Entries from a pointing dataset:
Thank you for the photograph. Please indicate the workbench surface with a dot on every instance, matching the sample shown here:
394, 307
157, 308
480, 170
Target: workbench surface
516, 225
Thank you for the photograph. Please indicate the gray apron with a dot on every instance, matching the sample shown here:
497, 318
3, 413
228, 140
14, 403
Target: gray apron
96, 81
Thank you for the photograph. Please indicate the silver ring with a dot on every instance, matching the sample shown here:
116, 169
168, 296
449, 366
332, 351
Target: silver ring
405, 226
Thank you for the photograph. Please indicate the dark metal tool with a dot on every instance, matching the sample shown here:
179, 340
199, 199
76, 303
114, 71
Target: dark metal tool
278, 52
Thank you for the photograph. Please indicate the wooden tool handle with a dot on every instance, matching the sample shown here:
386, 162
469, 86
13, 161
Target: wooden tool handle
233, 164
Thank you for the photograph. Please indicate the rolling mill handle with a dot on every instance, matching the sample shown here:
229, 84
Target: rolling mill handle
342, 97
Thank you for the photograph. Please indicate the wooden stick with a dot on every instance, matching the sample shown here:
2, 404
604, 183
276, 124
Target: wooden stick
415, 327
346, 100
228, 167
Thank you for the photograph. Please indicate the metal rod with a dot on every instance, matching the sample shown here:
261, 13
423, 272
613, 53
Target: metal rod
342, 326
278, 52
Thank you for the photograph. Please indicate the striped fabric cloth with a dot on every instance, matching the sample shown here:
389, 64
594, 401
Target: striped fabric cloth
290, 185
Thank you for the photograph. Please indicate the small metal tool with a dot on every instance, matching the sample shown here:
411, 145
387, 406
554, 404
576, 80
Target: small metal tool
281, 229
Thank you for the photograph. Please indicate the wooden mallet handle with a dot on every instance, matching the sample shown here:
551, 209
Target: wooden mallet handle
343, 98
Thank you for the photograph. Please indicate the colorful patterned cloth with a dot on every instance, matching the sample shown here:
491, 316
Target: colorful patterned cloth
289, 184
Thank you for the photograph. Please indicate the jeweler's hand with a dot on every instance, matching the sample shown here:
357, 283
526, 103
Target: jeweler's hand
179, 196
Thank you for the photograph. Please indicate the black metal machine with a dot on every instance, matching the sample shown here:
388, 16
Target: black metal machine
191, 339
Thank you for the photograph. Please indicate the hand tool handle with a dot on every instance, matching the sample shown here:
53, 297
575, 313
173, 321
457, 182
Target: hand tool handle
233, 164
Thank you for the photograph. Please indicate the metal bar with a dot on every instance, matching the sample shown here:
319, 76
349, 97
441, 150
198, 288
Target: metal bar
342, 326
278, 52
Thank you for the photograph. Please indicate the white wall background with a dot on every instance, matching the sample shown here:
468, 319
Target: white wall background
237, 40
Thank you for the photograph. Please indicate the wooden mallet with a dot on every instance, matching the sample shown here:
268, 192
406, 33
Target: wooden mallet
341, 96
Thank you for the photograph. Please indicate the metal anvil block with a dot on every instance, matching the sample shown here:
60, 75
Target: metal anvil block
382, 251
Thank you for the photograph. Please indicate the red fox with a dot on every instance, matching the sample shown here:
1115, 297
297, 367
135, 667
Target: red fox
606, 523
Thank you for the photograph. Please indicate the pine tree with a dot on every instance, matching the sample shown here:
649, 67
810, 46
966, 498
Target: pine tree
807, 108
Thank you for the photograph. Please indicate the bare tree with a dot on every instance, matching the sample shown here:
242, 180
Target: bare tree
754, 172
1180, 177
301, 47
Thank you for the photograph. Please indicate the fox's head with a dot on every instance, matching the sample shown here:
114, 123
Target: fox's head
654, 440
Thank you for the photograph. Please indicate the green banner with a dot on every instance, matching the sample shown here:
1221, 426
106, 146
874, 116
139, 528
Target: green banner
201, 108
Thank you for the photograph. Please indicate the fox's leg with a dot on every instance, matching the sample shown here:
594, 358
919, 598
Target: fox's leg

[Job]: The lines to reproduce run from the line containing "Thank you for the photograph. Please indicate the pine" to the end of the listing; write them out exactly and add nothing.

[Response to the task]:
Thank you for the photograph. Please indicate the pine tree with a dot on every instance, matching the sample shown here:
649, 67
810, 46
966, 498
Target: pine tree
807, 108
Thank you for the photograph. Please indicate the bare tree with a dot on every instance, matching the sample shown here:
242, 180
Target: bare tree
754, 172
1180, 177
301, 47
Thank you for the photograph. Please indicate the fox's head with a dot on every instance, matching the sample shown here:
114, 123
Target: fox's head
654, 440
Thank you for the photograph. Please indicate the green banner with a dot on every instance, matching the sample shown here:
1221, 426
106, 146
874, 116
139, 528
Target: green banner
201, 108
Thank you for the photograph. Please indicate the fox's leg with a dot on every instance, matching the sample shown here:
594, 358
919, 598
Target: fox's leg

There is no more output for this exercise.